Exercise instructions: Only the text of the records belongs in the answer, copied exactly, with every picture omitted.

Entries taken from a collection
★ ★ ★ ★ ★ ★ ★

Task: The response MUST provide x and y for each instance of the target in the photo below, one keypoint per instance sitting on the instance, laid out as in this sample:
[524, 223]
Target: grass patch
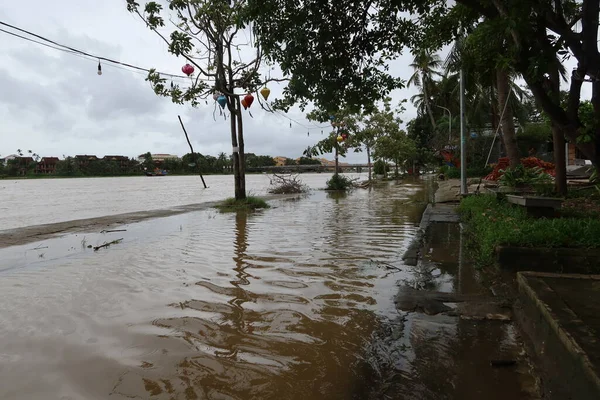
[493, 222]
[248, 204]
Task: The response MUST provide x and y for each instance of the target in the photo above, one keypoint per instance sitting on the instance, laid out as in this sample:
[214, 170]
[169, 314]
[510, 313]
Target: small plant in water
[287, 184]
[248, 204]
[340, 182]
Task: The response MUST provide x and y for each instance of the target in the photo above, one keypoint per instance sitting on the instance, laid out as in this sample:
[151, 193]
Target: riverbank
[554, 312]
[35, 233]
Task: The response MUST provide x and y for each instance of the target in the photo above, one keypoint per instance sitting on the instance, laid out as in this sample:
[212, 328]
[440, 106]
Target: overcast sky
[55, 104]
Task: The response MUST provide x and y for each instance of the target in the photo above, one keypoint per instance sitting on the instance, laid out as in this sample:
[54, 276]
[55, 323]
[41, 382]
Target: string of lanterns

★ ★ ★ ★ ★ ★ ★

Reply to the exercise:
Task: The response MUST provide x and y for each instance of the target in the photo below, one keypoint per instance sitting on the instance, laid out as in this sample:
[524, 223]
Target: grass patch
[493, 222]
[248, 204]
Task: The response MUST provide x and y for each instance of the target in the photo above, one keypoint per instance sitting on the instance, laid out as in this sample:
[214, 170]
[169, 314]
[510, 313]
Target: small plant in water
[287, 184]
[248, 204]
[340, 182]
Task: The response MUST provide x and y for each instance of the target in the photo above, one keypoint per instance sitting on the instance, laid out as in this sample:
[151, 193]
Target: riverbank
[554, 312]
[35, 233]
Task: The response MUST provide x and y for each instance of the target in the photo above, one keypoint per instance sitting on the instance, laid out as in this sample:
[212, 328]
[440, 106]
Target: overcast sky
[55, 104]
Task: The response MUST provide x and y for each instance of the target in the photo above, one keypoint per instance sitting on the instance, laid out as in this sample:
[54, 276]
[55, 323]
[41, 382]
Target: string of lanterns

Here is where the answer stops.